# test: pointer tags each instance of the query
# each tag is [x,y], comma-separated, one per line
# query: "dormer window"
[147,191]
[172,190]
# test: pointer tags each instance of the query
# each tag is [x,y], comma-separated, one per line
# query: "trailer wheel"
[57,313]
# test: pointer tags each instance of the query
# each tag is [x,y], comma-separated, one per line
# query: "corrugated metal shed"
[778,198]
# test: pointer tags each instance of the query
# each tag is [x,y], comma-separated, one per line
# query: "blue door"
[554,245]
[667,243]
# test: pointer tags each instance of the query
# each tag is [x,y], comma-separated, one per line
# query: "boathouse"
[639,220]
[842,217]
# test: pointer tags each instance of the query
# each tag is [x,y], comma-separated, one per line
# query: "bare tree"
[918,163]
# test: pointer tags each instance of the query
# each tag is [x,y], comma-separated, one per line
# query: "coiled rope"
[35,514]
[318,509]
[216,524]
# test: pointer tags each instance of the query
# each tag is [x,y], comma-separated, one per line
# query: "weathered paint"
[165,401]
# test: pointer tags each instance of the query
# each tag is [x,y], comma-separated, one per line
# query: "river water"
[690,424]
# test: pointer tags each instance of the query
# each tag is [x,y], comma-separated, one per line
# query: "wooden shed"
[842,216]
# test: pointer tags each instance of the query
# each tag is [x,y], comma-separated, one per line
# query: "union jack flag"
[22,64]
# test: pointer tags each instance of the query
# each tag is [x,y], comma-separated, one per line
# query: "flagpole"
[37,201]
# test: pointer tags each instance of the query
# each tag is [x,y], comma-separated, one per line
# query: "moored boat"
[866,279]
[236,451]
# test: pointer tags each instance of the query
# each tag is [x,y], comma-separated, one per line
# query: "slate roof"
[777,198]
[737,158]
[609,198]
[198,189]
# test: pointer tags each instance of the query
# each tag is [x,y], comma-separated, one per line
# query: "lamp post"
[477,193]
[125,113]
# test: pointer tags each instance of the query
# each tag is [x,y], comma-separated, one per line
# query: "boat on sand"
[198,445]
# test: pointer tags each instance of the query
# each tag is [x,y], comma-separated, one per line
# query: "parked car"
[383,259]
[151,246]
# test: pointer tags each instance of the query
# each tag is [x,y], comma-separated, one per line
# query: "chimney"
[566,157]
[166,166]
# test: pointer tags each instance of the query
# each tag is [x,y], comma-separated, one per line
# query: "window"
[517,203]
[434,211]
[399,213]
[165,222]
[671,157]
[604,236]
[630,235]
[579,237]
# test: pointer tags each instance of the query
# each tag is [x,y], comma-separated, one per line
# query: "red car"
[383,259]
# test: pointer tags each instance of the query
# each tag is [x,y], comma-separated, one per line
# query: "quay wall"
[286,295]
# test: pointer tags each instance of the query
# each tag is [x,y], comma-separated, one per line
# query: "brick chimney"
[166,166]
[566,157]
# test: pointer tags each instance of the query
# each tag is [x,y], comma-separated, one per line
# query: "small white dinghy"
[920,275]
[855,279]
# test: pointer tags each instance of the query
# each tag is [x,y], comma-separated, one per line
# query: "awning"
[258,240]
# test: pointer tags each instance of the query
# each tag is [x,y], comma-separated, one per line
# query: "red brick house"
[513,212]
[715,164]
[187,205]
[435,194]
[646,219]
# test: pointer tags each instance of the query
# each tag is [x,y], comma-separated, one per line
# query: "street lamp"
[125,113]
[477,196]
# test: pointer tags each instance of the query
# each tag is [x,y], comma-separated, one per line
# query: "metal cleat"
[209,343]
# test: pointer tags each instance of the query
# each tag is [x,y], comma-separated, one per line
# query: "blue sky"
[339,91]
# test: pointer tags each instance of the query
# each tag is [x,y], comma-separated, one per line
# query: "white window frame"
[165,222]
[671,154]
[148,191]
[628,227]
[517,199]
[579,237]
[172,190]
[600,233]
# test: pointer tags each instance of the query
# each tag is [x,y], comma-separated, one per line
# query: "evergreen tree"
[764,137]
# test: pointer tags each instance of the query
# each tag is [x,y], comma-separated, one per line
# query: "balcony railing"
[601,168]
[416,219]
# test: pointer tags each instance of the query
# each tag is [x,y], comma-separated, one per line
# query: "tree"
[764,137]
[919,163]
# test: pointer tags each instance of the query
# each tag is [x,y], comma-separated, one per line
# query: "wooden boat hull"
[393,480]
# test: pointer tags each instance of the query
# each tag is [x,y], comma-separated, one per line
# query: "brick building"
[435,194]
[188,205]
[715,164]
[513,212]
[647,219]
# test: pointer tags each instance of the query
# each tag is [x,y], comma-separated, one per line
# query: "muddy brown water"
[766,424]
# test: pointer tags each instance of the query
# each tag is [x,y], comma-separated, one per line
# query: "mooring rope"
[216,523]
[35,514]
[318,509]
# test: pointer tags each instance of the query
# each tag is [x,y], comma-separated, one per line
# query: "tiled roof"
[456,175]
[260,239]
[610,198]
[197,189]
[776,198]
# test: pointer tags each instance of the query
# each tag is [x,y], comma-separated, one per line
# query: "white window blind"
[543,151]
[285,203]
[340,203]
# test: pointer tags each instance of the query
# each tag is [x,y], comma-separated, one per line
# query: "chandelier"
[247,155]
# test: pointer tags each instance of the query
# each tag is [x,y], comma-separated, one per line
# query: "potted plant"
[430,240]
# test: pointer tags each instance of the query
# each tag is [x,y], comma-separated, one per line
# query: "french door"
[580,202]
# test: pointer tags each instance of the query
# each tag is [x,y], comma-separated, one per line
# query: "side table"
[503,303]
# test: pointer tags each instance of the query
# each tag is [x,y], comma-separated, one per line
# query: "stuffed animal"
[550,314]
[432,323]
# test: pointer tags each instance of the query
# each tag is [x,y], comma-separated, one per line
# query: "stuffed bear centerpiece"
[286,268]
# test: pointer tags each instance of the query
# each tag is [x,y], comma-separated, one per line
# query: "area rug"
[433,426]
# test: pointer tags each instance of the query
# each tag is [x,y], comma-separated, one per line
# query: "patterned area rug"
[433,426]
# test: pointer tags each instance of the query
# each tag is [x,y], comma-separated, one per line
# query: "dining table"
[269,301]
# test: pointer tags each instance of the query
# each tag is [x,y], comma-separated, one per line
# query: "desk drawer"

— THE PROBLEM —
Exactly as written, set down all of the material.

— COMPLETED EXERCISE —
# test: pointer tags each instance of the query
# each tag is [x,y], comma-separated, one per line
# query: "dormer window"
[147,191]
[172,190]
# test: pointer tags each instance of the query
# each tag is [x,y], comma-separated, one per line
# query: "trailer wheel"
[57,313]
# test: pointer tags each instance of the query
# each tag is [x,y], comma-separated, one per line
# query: "corrugated metal shed"
[778,198]
# test: pointer tags each instance of the query
# each tag is [x,y], comma-separated, one per line
# query: "blue door"
[554,245]
[667,243]
# test: pointer tags each instance of the query
# each tag is [x,y], comma-separated, one per line
# query: "boathouse"
[639,220]
[842,217]
# test: pointer tags each instance of the query
# each tag is [x,y], comma-separated, one per line
# query: "bare tree"
[918,163]
# test: pointer tags each instance of the query
# each tag is [x,y], comma-separated, one per line
# query: "coiled rope"
[35,514]
[318,509]
[216,524]
# test: pointer tags each instance of the query
# each tag is [x,y], comma-separated, one per line
# query: "weathered paint"
[165,401]
# test: pointer tags each instance of the query
# each tag is [x,y], comma-separated, one per line
# query: "river water"
[690,424]
# test: pointer tags each instance of the query
# each tag is [x,y], comma-separated, one per line
# query: "wooden shed"
[842,216]
# test: pointer tags each instance of the query
# each tag is [x,y], comma-separated, one per line
# query: "union jack flag"
[22,64]
# test: pointer tags each instance of the query
# each tag is [x,y], comma-separated, one per line
# query: "flagpole"
[37,201]
# test: pointer tags each instance of the query
# each tag is [x,y], comma-separated, one per line
# query: "moored boat"
[866,279]
[236,451]
# test: pointer tags each instance of the query
# each tag is [x,y], comma-separated, one per line
# query: "slate roof"
[777,198]
[737,158]
[609,198]
[198,189]
# test: pointer tags each instance of the query
# each tag is [x,y], comma-separated, one per line
# query: "lamp post"
[477,193]
[125,113]
# test: pointer tags each instance of the query
# each tag is [x,y], comma-separated, one per line
# query: "boat on sand"
[198,445]
# test: pointer tags each instance of the query
# each tag is [x,y], comma-separated, one per line
# query: "parked car"
[383,259]
[151,246]
# test: pointer tags each instance of the query
# each tag is [x,y], comma-separated, one per line
# query: "chimney"
[566,157]
[166,166]
# test: pointer tags each instance of the query
# each tag is [x,y], comma-separated, one per line
# query: "window"
[517,203]
[434,211]
[399,213]
[165,222]
[671,157]
[604,236]
[630,235]
[579,237]
# test: pointer tags each instance of the query
# each tag is [x,y], comma-separated, one per line
# query: "red car"
[383,259]
# test: pointer tags each instance of the query
# each tag is [x,y], comma-separated, one per line
# query: "quay wall"
[286,295]
# test: pointer tags each instance of the query
# each tag is [x,y], comma-separated, one per line
# query: "brick chimney"
[166,166]
[566,157]
# test: pointer tags each instance of the query
# each tag is [x,y], comma-separated, one per line
# query: "small white dinghy"
[920,275]
[855,279]
# test: pointer tags each instance of the query
# each tag is [x,y], comma-separated, one per line
# query: "awning"
[258,240]
# test: pointer tags each instance of the query
# each tag is [x,y], comma-separated, one per line
# query: "red brick house"
[513,212]
[715,164]
[187,205]
[435,194]
[646,219]
# test: pointer tags each instance of the query
# each tag is [x,y], comma-separated, one per line
# query: "street lamp"
[125,113]
[477,196]
# test: pointer tags each instance of the query
# each tag is [x,y], comma-separated, one per line
# query: "metal cleat"
[209,343]
# test: pointer tags each instance of the query
# each tag is [x,y], comma-separated, one per line
# query: "blue sky"
[339,91]
# test: pointer tags each instance of the query
# each tag is [x,y], comma-separated, one per line
# query: "white window frame"
[165,222]
[671,154]
[148,191]
[628,227]
[517,199]
[579,237]
[172,190]
[600,233]
# test: pointer tags each instance of the query
# each tag is [x,y], comma-separated, one per line
# query: "evergreen tree"
[764,137]
# test: pointer tags each instance of the query
# each tag is [x,y], comma-separated, one per line
# query: "balcony railing"
[601,168]
[416,219]
# test: pointer tags each instance of the query
# each tag is [x,y], comma-separated, one per line
# query: "tree"
[764,137]
[919,163]
# test: pointer tags each instance of the query
# each tag is [x,y], comma-separated, one per line
# query: "wooden boat hull"
[393,480]
# test: pointer tags each instance of the query
# each tag is [x,y], comma-separated, one per line
# query: "brick building"
[435,194]
[188,205]
[715,164]
[513,212]
[647,219]
# test: pointer tags each instance of the query
# each tag is [x,y], comma-separated, one per line
# query: "muddy brown water"
[766,424]
# test: pointer tags each instance of the query
# each tag is [x,y], comma-separated, one per line
# query: "mooring rope"
[216,523]
[35,514]
[318,509]
# test: pointer tags each instance of the query
# each tag is [x,y], comma-separated, one per line
# query: "tiled roof"
[456,175]
[260,239]
[610,198]
[197,189]
[776,198]
# test: pointer tags each instance of the query
# each tag is [x,y], comma-separated, one per line
# query: "white window blind"
[543,151]
[285,203]
[340,203]
# test: pointer tags each instance of the query
# each tag is [x,y], comma-separated, one per line
# query: "chandelier"
[247,155]
# test: pointer tags each instance of the query
# each tag is [x,y], comma-separated, one per line
# query: "potted plant"
[430,240]
# test: pointer tags each instance of the query
# each tag is [x,y], comma-separated, one per line
# query: "french door"
[580,202]
# test: pointer tags each instance of the query
# each tag is [x,y], comma-separated, one per line
# query: "side table"
[503,303]
# test: pointer tags each instance of the query
# each tag is [x,y], comma-separated, one per line
# query: "stuffed animal"
[550,314]
[432,323]
# test: pointer tags each instance of the query
# each tag is [x,y], comma-separated, one per line
# query: "stuffed bear centerpiece"
[286,268]
# test: pointer tags each instance of the query
# each tag is [x,y], comma-separated, one per line
# query: "area rug"
[433,426]
# test: pointer tags each instance of the query
# each tag is [x,y], comma-separated, one per line
# query: "patterned area rug"
[433,426]
# test: pointer tags each instance of the query
# each tag is [x,y], comma-separated, one per line
# query: "dining table"
[269,301]
# test: pointer tags each instance of the query
# each tag is [x,y], comma-separated, one per line
# query: "desk drawer"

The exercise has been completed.